• AIM
Locate each line of the listing below that includes the word "glove", and copy those lines in full.

-- START AVAILABLE RECORDS --

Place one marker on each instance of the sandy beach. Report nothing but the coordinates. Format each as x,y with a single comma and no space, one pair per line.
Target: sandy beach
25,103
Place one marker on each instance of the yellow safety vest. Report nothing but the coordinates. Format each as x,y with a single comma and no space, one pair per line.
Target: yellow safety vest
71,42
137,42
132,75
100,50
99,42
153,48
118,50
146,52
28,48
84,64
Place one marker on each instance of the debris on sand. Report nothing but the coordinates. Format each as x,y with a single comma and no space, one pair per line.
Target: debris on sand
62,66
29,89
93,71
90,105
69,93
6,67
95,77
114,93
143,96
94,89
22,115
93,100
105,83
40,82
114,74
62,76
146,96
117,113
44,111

-- END AVAILABLE RECORDS --
-- START AVAILABLE RECORDS --

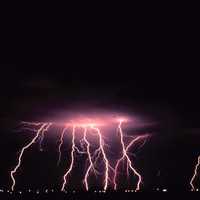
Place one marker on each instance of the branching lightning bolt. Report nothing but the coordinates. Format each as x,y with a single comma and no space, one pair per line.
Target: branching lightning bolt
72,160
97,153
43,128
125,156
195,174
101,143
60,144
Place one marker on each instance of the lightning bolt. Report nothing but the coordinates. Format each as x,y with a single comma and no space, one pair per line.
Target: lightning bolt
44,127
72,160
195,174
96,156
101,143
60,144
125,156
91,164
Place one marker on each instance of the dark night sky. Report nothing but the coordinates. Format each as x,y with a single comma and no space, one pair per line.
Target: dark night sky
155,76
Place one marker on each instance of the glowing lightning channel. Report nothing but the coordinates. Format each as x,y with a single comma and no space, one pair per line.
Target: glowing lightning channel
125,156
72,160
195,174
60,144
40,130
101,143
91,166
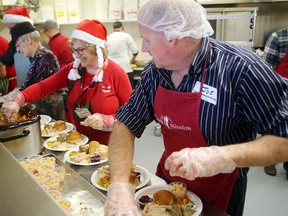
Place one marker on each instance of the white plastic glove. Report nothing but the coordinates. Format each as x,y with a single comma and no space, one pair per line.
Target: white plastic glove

-- END AVAILABLE RECORDS --

• WORKED ANSWER
Place one marker on each instance of the white plastic glove. Report nothing but the coordinates. Format each as x,y with a single comma and no space, one pair per line.
Target: white plastic glove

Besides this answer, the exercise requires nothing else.